» Records for identifying positions
══════════

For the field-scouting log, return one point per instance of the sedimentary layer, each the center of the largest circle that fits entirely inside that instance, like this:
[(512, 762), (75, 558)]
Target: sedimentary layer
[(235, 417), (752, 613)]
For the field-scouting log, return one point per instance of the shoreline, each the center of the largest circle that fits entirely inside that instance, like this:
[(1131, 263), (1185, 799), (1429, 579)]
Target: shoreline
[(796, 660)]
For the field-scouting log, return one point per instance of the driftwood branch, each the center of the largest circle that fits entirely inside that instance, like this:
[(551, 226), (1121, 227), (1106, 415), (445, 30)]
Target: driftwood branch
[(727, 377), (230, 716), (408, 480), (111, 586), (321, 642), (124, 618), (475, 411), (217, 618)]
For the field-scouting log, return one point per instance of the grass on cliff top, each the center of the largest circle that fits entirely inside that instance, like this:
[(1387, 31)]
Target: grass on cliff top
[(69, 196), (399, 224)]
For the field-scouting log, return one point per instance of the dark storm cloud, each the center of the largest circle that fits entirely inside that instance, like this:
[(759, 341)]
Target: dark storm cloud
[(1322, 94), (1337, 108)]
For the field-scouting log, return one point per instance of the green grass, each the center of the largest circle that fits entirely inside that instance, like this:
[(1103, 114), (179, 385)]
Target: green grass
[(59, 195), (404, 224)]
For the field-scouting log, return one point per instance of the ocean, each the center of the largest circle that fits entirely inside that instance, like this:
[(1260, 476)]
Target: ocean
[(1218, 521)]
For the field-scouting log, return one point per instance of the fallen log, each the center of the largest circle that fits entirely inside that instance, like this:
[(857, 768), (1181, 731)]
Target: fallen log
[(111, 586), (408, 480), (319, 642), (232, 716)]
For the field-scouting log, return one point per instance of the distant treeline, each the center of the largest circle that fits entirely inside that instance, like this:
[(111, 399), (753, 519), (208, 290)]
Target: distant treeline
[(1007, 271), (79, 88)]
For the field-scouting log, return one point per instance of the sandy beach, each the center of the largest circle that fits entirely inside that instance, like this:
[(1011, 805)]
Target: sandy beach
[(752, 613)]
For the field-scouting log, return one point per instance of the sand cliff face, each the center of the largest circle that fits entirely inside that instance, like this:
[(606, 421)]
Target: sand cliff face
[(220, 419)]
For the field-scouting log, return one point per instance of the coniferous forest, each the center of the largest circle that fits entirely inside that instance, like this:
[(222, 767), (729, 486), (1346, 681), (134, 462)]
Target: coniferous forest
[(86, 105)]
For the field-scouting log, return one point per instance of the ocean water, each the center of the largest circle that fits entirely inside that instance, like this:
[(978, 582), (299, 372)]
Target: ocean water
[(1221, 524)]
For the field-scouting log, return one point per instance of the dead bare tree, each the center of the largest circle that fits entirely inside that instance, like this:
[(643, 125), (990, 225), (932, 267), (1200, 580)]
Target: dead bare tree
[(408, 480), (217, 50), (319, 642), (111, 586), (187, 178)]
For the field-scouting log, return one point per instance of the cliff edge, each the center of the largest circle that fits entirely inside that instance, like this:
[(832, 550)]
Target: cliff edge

══════════

» EXERCISE
Rename "field-scouting log" to "site survey sheet" at every occurrence in the records, and keep all other text unchanged.

» SOLUTION TO THIS TASK
For the site survey sheet, return one point per instance of the sedimentary layer, each the center of the largest circle that fits entirely inside that instance, like this:
[(512, 762), (75, 558)]
Target: sedimentary layer
[(235, 417), (752, 613)]
For the site survey sheet, return one point per instance of the shoreline, each the center of the largest circle that fits entirely inside that instance, like this:
[(1131, 263), (1185, 799), (1429, 579)]
Target: shoreline
[(796, 660)]
For the site survey sheet, return one point per instance of the driftwood branch, each the center of the largest circle that fits entirely inside that instance, like this:
[(551, 226), (1121, 227), (1106, 415), (445, 30)]
Target: driftwood branch
[(727, 377), (230, 716), (408, 480), (111, 586), (321, 642), (124, 618), (475, 411), (217, 618)]
For the site survey sheet, return one point per instance of the grass on cliff top, each the center of the largest circle that fits entirely inside that instance, like this:
[(1387, 31)]
Target: grass on cliff top
[(69, 196), (399, 224)]
For the site survey sheet, return one point per instance of the dark storm cloud, each the center of the largest circle that fits entirely inside that instance, like this:
[(759, 341)]
Target: dark storm cloud
[(1322, 94), (1337, 108)]
For the site survey sheet, return one point per instance of the green grass, each the center of the largest circle that fits entirely inside that instance, like this:
[(1103, 114), (179, 385)]
Target: green grass
[(59, 195), (404, 224)]
For the site survey sheet, return one point per instance of the ocean, each the center of the largest circle that fits entirely inside that instance, like this:
[(1260, 476)]
Target: ocean
[(1218, 521)]
For the site survey sheet, return one point per instance of the fallen log, each the center of the largest circle that fits entirely inside that instance, like this:
[(857, 768), (1181, 731)]
Target: fallen log
[(111, 586), (408, 480), (319, 642), (232, 716)]
For the site survey sheet, return one point per instance of the distant treeline, each the center of the largest circle that fits entirely inside that instance, like this:
[(111, 399), (753, 519), (208, 290)]
Target: distant treeline
[(1007, 271), (79, 88)]
For the site survey sheet, return one point per instance of the sandy beach, each the center of the largest circle that fits entirely inside that instance, like this:
[(1011, 805)]
Target: sandy beach
[(752, 613)]
For the site survey sheet, return one point per instance of the sand cliff face, each the center of the largest circle that fits entirely inside that instance, like this:
[(606, 421)]
Target: sand cliff face
[(220, 419)]
For the site survey sheet, return one point per instance of the coniferous forest, each the center of the largest circle that fits entirely inside that instance, like this:
[(222, 767), (729, 486), (1346, 681), (134, 462)]
Target: coniferous forest
[(86, 105)]
For the site survey sheet, return one point per instance of the ocean water, each the center of the largest circle that fits entirely inside that instance, like this:
[(978, 582), (299, 372)]
Target: ocean water
[(1221, 524)]
For the site survey sheet, return one point per instance of the dead bare tree, each the center of the largest circle that fits entirely inside that instance, like this:
[(643, 125), (990, 225), (932, 267), (1200, 580)]
Target: dead bare tree
[(408, 480), (217, 50), (319, 642), (111, 586), (187, 178)]
For the site survey sheet, return one point per instance of the cliff edge, each the center of the largest circle that fits entirely inside that instance, like this:
[(832, 550)]
Target: cliff edge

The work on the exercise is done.